**Exercise:**
Copy the stretch of the listing from the line containing "the brown kiwi" through the end of the listing, both ends included, reproducing every line verbatim.
--------
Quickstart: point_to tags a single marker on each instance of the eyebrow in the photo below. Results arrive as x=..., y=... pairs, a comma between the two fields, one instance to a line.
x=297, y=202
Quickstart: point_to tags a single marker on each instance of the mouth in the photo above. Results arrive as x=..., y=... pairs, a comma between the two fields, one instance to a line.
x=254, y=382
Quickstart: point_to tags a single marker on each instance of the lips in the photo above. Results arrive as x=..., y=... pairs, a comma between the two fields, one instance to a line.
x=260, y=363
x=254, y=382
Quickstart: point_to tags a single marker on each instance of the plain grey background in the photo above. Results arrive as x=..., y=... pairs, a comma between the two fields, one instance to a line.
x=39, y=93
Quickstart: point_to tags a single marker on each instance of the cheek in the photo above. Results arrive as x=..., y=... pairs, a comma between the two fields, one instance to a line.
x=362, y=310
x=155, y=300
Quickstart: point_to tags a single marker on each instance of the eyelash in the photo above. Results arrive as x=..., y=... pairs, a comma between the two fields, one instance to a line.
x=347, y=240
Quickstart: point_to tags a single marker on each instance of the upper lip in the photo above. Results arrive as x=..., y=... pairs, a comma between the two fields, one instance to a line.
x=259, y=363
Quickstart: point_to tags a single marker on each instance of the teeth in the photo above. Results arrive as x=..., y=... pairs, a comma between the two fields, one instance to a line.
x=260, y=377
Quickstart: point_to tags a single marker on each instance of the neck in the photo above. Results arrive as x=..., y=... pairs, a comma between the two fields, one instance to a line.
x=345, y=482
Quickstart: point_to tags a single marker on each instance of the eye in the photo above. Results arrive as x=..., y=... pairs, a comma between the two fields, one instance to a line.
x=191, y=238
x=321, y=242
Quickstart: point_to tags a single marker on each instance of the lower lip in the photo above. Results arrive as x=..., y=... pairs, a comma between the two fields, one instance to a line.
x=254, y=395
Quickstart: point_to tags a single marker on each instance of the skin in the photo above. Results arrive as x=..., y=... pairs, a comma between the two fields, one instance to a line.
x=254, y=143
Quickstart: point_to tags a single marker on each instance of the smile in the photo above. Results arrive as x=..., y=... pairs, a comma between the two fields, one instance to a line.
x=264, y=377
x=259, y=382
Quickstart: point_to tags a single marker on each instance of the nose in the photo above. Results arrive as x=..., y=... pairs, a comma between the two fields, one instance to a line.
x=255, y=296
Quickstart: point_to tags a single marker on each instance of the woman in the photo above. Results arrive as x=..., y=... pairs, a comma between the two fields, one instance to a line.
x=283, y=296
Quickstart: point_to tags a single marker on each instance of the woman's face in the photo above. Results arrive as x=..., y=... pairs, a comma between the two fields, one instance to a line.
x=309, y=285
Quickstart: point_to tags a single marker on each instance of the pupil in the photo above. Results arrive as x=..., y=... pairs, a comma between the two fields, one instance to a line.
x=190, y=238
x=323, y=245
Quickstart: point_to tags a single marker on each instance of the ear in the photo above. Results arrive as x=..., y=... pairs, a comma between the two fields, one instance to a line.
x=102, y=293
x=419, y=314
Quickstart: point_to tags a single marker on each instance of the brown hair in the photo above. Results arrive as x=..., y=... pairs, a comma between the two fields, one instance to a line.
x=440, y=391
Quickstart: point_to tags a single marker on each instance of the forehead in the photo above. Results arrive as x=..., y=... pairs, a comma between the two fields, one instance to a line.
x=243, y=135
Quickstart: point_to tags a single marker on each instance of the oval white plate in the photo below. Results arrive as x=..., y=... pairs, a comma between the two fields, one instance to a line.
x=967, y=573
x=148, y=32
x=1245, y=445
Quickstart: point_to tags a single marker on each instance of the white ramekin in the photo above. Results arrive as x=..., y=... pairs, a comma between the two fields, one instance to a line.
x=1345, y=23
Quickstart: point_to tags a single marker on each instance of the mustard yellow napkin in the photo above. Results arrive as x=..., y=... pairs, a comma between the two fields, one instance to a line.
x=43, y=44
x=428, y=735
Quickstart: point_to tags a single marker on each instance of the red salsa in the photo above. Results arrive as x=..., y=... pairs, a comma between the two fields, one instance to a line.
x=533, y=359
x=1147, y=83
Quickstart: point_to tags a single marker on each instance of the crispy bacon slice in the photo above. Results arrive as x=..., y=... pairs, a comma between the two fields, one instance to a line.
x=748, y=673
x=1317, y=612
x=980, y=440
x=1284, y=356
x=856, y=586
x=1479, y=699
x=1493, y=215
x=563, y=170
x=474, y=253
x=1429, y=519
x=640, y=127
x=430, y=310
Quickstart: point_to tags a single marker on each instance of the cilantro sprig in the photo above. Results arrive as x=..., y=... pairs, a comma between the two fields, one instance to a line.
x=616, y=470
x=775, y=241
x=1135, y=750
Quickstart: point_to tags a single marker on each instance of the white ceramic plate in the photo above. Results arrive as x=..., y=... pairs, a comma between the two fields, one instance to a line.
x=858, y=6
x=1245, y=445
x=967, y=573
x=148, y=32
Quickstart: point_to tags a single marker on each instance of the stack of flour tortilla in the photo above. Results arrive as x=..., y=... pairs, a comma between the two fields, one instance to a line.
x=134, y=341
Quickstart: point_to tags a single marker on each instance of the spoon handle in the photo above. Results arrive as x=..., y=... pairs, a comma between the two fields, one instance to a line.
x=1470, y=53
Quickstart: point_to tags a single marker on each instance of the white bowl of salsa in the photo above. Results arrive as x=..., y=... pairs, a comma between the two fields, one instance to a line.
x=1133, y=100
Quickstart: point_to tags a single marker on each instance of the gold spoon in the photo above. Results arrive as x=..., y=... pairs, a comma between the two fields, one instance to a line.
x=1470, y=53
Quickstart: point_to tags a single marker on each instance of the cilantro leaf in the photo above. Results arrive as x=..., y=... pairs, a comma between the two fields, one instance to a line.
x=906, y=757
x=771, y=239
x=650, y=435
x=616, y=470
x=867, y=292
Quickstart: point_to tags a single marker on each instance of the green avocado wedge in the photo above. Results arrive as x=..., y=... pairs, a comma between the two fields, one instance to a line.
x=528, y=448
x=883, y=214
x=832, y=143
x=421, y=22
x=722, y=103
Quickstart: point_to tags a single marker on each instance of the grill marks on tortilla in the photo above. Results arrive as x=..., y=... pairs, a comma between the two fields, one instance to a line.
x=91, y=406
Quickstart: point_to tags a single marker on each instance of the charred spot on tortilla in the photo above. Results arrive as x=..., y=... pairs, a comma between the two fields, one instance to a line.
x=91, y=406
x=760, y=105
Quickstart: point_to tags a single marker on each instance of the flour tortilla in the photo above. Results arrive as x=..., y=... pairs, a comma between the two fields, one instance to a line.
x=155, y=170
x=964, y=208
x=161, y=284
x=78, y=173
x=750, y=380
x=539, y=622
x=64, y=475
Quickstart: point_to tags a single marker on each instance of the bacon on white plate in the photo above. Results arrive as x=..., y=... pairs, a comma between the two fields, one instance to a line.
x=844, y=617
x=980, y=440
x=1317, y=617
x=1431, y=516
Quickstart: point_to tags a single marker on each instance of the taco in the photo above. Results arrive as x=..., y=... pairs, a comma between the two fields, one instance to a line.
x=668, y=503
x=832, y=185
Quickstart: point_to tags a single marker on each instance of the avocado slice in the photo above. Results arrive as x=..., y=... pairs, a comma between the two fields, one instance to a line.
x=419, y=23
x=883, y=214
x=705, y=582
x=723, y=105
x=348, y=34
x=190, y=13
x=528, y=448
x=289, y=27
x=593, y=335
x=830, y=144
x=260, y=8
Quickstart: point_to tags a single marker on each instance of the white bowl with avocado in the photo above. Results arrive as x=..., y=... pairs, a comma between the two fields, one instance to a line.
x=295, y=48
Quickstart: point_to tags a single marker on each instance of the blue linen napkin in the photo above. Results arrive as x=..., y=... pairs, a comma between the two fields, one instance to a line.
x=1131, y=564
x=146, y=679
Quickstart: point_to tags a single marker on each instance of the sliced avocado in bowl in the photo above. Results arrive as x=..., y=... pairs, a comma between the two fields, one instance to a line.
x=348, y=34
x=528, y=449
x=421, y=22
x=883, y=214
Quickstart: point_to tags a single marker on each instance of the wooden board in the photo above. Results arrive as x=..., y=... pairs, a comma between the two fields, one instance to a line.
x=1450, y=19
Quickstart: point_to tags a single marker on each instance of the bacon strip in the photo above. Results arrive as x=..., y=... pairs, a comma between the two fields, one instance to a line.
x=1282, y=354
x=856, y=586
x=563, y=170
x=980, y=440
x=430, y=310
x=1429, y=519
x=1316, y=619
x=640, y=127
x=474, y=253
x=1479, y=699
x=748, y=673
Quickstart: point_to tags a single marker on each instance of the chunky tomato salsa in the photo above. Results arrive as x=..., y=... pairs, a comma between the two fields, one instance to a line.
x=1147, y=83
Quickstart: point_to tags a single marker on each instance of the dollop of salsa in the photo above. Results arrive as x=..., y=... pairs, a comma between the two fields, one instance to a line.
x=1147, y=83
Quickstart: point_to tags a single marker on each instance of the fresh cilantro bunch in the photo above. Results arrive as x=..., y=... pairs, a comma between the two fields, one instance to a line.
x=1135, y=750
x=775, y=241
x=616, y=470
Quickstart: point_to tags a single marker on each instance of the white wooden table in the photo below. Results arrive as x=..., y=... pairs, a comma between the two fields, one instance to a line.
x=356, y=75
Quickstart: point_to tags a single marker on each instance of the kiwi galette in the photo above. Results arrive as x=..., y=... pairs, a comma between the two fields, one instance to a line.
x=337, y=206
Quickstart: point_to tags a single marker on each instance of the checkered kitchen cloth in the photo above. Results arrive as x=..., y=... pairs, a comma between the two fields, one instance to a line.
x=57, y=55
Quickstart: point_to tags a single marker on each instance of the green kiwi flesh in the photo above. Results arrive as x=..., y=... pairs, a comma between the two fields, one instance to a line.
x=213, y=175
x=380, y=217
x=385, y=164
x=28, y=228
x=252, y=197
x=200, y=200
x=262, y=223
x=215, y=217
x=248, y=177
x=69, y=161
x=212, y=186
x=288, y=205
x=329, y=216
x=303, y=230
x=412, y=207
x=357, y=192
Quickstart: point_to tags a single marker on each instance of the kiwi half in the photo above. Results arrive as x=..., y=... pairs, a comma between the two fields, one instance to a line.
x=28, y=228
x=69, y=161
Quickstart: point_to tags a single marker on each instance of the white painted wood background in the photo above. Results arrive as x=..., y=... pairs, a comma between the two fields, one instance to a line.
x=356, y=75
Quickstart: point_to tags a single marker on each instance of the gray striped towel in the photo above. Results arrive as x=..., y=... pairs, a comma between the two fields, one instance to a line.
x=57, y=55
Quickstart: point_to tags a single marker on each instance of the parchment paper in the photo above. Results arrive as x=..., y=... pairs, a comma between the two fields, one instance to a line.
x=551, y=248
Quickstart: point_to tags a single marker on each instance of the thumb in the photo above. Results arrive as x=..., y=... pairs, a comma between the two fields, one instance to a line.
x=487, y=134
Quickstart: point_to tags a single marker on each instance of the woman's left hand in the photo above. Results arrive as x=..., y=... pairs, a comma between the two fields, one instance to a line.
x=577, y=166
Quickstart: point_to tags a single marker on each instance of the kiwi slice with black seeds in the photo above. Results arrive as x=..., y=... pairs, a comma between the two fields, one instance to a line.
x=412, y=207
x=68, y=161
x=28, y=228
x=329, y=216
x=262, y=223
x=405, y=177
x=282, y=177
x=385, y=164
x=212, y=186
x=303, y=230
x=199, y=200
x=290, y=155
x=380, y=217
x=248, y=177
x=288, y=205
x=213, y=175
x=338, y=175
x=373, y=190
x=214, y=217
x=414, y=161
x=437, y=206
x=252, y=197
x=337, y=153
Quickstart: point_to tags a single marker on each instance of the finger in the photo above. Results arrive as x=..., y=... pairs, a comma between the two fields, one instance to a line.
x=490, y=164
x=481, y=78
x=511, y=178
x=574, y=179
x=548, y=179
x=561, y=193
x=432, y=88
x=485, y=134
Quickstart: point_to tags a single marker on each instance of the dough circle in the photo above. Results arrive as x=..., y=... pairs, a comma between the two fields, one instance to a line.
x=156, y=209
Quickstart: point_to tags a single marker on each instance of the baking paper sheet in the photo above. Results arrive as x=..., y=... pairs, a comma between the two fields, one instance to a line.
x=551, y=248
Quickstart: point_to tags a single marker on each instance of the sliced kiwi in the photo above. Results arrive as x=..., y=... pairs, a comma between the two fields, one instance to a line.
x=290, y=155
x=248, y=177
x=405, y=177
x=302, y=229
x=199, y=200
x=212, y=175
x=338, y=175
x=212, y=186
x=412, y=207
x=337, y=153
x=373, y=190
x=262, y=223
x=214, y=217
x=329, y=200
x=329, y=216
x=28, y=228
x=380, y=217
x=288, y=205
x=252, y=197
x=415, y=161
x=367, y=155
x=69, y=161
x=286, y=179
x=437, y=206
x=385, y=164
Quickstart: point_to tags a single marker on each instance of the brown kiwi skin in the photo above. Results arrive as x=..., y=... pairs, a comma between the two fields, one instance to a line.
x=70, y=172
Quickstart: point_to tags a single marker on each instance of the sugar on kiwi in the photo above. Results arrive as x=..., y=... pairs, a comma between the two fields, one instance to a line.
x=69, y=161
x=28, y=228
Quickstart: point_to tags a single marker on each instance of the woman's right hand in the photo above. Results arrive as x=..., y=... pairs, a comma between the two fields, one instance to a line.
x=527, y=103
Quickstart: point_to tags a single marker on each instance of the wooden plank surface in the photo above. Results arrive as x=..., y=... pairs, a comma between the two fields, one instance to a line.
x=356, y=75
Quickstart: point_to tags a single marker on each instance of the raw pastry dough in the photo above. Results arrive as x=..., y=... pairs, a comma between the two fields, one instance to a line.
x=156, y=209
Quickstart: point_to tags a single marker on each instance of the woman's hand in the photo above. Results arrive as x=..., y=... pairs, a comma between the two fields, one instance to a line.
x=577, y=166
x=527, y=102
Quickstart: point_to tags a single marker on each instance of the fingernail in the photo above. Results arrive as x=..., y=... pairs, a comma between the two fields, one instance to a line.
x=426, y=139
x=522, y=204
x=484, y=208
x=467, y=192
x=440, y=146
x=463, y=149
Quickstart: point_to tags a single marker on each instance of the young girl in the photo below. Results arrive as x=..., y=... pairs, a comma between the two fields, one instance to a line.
--------
**Response for this exercise:**
Quickstart: point_to tags a single marker on each instance of the brown kiwi skin in the photo above. Results arrive as x=..., y=... pairs, a comma between the two fields, one instance to a line.
x=70, y=172
Quickstart: point_to tags a single marker on each instance of the sugar on kiwi in the photo above. Results arrive as x=..., y=... pairs, a comma between the two fields, one instance to a line.
x=69, y=161
x=28, y=228
Quickstart: point_to tags a single marker on each instance of the woman's right hand in the photo above. Results arrive as x=..., y=... pairs, a comma between the two fields, one instance to a line.
x=527, y=103
Quickstart: point_to tags a single marker on each instance of the wooden plank surface in the photo above. Results arrive as x=..., y=... pairs, a comma between the two fields, one instance to a line.
x=356, y=75
Quickstart: point_to tags a single marker on each instance of the raw pastry dough in the photo above. Results arrive as x=..., y=... pairs, a comma between the two fields, one instance to a line.
x=156, y=209
Quickstart: point_to tags a single marker on each instance of the woman's hand in the photo above. Results arrive as x=..., y=... pairs, a comma between the two fields, one instance to a line.
x=577, y=166
x=527, y=102
Quickstart: point_to tags a single marker on each instance of the fingernail in the photo above. Results arrive as x=..., y=... pairs, a comma between the two fields, one instance to a line.
x=426, y=139
x=522, y=204
x=484, y=208
x=467, y=192
x=440, y=146
x=463, y=149
Quickstart: point_to tags a single marker on each instance of the young girl in the photo below. Results arrive as x=..., y=... pairs, a comma between the two fields, one instance to a line.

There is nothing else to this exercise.